- **EXERCISE AIM**
Repeat word for word everything from the line containing "One marker for each instance of the conifer" to the end of the listing, first and last lines included, and only that.

- **STORED ROWS**
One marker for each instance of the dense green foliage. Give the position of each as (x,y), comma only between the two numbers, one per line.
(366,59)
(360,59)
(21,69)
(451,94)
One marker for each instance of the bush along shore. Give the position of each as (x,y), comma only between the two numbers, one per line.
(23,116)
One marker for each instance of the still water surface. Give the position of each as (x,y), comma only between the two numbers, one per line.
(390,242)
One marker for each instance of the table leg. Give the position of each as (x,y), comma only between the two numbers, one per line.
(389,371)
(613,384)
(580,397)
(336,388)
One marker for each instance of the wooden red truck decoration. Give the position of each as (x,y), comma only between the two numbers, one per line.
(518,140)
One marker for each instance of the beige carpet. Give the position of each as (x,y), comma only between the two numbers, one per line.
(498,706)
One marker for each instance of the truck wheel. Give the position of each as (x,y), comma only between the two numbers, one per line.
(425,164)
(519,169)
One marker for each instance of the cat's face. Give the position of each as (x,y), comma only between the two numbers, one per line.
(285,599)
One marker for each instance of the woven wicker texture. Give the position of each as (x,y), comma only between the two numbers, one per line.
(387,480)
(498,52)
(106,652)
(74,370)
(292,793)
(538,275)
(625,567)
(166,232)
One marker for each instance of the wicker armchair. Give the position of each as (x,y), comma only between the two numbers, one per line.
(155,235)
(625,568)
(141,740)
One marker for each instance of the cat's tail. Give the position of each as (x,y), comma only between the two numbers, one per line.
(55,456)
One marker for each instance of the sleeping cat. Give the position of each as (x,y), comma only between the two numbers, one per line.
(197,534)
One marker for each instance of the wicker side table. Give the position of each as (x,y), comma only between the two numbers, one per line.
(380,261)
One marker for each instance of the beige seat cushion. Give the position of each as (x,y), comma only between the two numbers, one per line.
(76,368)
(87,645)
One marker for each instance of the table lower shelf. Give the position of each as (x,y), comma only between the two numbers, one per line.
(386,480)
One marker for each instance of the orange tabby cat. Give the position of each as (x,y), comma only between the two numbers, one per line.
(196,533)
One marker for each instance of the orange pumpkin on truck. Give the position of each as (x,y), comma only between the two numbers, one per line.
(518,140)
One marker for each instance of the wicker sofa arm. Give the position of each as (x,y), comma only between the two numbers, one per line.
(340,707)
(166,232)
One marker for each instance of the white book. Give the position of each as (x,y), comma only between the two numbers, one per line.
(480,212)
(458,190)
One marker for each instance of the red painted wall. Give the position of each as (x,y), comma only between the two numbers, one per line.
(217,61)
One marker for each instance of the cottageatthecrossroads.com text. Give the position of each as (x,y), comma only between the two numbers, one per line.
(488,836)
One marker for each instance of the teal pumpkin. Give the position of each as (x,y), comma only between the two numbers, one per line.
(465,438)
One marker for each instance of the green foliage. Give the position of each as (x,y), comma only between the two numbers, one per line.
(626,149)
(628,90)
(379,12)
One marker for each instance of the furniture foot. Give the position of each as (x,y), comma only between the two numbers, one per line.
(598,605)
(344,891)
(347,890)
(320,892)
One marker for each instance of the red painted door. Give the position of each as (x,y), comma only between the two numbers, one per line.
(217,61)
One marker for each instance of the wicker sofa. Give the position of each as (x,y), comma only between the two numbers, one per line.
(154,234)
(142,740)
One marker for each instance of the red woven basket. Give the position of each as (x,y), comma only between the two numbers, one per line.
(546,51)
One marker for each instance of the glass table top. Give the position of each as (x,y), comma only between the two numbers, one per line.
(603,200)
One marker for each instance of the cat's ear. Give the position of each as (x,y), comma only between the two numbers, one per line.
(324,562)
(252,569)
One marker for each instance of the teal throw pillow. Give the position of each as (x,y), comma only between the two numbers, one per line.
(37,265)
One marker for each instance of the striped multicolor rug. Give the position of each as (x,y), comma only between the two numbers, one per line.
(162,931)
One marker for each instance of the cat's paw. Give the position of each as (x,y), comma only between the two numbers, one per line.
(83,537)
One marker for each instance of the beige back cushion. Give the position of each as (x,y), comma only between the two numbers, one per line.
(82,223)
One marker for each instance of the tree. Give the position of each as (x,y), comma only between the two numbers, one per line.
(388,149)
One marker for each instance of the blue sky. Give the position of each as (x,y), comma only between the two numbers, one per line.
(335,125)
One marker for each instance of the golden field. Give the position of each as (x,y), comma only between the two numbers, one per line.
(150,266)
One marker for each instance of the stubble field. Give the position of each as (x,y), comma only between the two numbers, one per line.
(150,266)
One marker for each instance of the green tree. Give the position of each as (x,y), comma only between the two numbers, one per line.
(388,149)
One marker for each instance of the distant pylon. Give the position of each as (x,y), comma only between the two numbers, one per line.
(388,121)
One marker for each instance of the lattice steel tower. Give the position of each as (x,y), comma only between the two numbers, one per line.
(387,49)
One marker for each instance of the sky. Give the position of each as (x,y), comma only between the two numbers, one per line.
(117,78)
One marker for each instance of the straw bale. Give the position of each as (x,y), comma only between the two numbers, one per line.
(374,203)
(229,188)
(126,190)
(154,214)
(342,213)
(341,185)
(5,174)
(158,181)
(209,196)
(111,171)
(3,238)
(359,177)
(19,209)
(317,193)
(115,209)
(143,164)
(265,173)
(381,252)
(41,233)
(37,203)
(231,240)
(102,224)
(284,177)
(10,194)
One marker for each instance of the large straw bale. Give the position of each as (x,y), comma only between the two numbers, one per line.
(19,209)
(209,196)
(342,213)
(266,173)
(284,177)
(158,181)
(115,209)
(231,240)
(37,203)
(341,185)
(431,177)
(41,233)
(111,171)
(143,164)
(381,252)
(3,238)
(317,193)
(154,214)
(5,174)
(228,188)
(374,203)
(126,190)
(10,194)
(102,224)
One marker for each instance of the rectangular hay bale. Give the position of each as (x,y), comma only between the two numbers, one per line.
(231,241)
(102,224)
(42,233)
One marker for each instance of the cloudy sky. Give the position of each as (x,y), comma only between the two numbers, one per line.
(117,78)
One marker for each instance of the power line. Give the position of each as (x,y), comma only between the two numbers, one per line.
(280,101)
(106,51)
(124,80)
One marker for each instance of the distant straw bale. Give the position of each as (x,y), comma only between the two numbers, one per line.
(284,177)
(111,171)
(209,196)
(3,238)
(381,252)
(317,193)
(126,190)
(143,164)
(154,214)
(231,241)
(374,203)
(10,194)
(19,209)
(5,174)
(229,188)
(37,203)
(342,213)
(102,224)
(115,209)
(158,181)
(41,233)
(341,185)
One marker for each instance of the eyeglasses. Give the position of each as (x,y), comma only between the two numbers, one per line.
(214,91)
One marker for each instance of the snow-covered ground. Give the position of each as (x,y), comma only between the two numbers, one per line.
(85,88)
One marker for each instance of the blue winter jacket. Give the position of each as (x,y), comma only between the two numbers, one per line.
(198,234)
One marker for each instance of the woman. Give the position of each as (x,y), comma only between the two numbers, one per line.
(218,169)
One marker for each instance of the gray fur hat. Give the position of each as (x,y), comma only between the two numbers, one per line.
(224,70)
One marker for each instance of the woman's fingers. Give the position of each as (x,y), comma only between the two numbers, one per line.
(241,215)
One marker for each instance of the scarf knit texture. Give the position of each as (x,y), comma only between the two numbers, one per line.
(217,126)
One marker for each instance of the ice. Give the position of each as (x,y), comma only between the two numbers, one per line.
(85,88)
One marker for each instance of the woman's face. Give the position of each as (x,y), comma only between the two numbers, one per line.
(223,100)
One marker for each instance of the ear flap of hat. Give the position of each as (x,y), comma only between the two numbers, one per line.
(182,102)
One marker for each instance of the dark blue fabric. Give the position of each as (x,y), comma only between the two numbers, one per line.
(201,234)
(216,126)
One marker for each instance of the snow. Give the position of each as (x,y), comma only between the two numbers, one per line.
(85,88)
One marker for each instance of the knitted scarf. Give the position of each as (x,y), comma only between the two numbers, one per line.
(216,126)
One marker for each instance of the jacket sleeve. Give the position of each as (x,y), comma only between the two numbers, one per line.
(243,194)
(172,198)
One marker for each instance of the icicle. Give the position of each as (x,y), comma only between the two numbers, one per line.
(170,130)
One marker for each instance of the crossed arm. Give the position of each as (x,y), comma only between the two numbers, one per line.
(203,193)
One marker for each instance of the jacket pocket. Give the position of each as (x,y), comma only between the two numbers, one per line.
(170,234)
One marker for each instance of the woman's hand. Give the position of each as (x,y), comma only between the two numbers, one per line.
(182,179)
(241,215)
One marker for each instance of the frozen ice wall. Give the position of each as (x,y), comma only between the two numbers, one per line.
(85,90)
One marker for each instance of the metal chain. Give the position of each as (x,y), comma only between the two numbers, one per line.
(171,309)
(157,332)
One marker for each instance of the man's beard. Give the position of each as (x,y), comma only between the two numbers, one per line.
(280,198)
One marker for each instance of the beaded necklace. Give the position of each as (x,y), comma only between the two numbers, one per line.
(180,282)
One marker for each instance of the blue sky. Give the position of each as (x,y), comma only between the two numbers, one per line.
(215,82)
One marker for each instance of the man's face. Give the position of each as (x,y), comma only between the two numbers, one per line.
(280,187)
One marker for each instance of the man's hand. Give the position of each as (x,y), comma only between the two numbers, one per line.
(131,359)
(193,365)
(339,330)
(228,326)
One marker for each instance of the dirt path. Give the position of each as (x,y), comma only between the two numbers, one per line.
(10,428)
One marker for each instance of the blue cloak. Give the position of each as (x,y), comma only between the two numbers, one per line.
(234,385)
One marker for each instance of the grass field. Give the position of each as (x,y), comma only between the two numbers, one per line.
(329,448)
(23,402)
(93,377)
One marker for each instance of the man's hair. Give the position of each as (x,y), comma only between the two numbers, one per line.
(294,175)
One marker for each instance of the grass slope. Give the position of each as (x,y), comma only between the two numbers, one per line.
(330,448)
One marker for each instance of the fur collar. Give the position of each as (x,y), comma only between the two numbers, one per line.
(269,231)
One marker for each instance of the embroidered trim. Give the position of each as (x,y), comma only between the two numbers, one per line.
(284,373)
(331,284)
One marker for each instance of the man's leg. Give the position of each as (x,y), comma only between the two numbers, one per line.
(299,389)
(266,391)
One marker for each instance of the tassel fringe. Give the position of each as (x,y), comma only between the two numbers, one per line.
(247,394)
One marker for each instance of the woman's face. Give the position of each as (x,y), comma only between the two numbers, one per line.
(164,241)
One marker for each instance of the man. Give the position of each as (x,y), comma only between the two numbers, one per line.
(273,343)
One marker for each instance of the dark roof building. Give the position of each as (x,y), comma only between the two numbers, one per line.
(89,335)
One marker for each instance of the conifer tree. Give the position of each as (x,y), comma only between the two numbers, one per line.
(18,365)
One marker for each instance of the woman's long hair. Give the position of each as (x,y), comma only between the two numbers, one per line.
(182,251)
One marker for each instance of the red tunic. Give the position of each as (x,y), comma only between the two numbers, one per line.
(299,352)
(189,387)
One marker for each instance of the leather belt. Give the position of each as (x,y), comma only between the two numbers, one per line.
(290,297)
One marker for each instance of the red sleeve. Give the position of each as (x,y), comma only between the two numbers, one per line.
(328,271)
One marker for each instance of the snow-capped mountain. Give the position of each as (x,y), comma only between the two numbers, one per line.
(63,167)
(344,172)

- **OUTPUT FOR THIS TASK**
One marker for each instance of the conifer tree. Give the position of each as (x,y), comma only between the two numbers, one per line.
(18,365)
One marker for each instance of the woman's long hair. Give the position of each as (x,y), comma only between the two numbers, one per line.
(182,251)
One marker for each instance of the red tunic. Give the position of each as (x,y), comma only between the two numbers, one per line.
(299,352)
(189,387)
One marker for each instance of the leather belt. Give the position of each as (x,y), comma only between the two numbers, one per line.
(290,297)
One marker for each instance of the red sleeve. Give the position of each as (x,y), comma only between the two numbers, one per line.
(328,271)
One marker for each instance of the snow-capped mountain. Give the position of each as (x,y), comma only between the two numbers, one per line.
(63,167)
(344,172)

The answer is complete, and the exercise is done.